(Data entries)
*** Block opens ***
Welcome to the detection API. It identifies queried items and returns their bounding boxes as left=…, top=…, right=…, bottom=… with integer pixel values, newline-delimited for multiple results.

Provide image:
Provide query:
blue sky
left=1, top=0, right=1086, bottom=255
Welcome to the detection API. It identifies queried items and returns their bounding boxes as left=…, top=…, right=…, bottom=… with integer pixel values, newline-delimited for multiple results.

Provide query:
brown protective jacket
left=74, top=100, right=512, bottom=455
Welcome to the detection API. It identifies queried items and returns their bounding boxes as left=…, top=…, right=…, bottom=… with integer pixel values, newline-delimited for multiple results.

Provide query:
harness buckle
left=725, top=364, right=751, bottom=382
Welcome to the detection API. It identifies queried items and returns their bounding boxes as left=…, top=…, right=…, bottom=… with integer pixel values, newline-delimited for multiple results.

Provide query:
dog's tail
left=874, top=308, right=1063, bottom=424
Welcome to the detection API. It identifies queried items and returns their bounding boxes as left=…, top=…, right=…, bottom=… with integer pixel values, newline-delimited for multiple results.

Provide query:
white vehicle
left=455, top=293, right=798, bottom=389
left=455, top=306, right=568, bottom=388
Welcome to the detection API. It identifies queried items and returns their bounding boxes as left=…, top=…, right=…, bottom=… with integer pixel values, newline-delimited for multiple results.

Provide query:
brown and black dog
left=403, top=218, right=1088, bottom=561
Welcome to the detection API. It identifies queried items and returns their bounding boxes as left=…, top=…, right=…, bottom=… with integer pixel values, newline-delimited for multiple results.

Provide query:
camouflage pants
*** Block closes ***
| Required action |
Set down the data once more, word for word.

| Expected output |
Welcome to the detection API. It identifies queried items and returns their bounding boxes as left=…, top=…, right=…, bottom=… with integer pixel values, newline-delimited for multiple results.

Provide image:
Provide query:
blue sky
left=1, top=0, right=1086, bottom=255
Welcome to the detection API. It identifies queried items and returns their bounding boxes as left=…, top=…, right=…, bottom=… with integer pixel values, newline-delimited for multiple results.

Provide query:
brown protective jacket
left=74, top=100, right=512, bottom=455
Welcome to the detection API. It identifies queried items and returns their bounding boxes as left=…, top=…, right=…, bottom=… with integer pixel values, newline-delimited for multiple results.

Provide query:
harness buckle
left=725, top=364, right=751, bottom=382
Welcome to the detection API. It identifies queried items and returns their bounding boxes as left=…, top=…, right=…, bottom=… with integer pixel values, newline-delimited for multiple results.

Provide query:
dog's tail
left=874, top=308, right=1063, bottom=424
Welcome to the detection API. It identifies queried items and returns their bounding boxes as left=…, top=…, right=…, bottom=… with integer pixel values, newline-delimited for multiple results.

Provide query:
white vehicle
left=455, top=293, right=798, bottom=389
left=455, top=306, right=568, bottom=388
Welcome to the detection API. It identifies queried items and returns their bounding boxes as left=…, top=…, right=…, bottom=… with integer pixel values, newline-delimited for multiple results.

Provide query:
brown and black dog
left=403, top=218, right=1088, bottom=561
Welcome to the detection API. It identifies queried items and returns their bounding boxes as left=…, top=…, right=…, bottom=… with integer pixel values, newline-delimited for multiple results.

Provide query:
camouflage pants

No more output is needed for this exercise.